WORK TO DO:
- A) In the page on Canada at the 2006 Winter Paralympics, reproduce the passage starting at "- Flag of Canada" and ending at "Paralympics appearances (overview)", substituting "Torino" for "Turin".
- B) According to the page on Canada at the 2006 Winter Paralympics, who served as Chef de Mission at the head of the delegation?

EXCERPTED PASSAGE:
:::

- Flag of Canada
- IPC code: CAN
- NPC: Canadian Paralympic Committee
- Website: www.paralympic.ca

in Turin
- Competitors: 35 in 4 sports
- Flag bearers: Todd Nicholson (opening) Colette Bourgonje (closing)
- Medals Ranked 6th: Gold 5 Silver 3 Bronze 5 Total 13

Winter Paralympics appearances (overview)
- 1976; 1980; 1984; 1988; 1992; 1994; 1998; 2002; 2006; 2010; 2014; 2018; 2022; 2026;

= Canada at the 2006 Winter Paralympics =

Canada participated in the ninth Winter Paralympics in Turin, Italy. Heading the delegation was the Chef de Mission, Marg McGregor. The country's flag bearer at the opening ceremony was Todd Nicholson, captain of the ice sledge hockey team.

:::

DATA:
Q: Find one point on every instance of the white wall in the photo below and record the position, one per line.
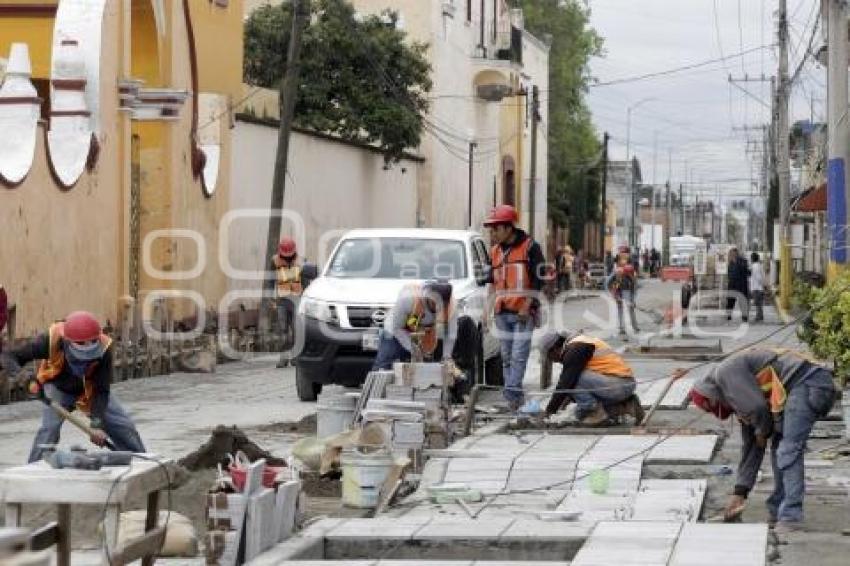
(332, 186)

:::

PROBLEM SOLUTIONS:
- A)
- Flag of Canada
- IPC code: CAN
- NPC: Canadian Paralympic Committee
- Website: www.paralympic.ca

in Torino
- Competitors: 35 in 4 sports
- Flag bearers: Todd Nicholson (opening) Colette Bourgonje (closing)
- Medals Ranked 6th: Gold 5 Silver 3 Bronze 5 Total 13

Winter Paralympics appearances (overview)

- B) Marg McGregor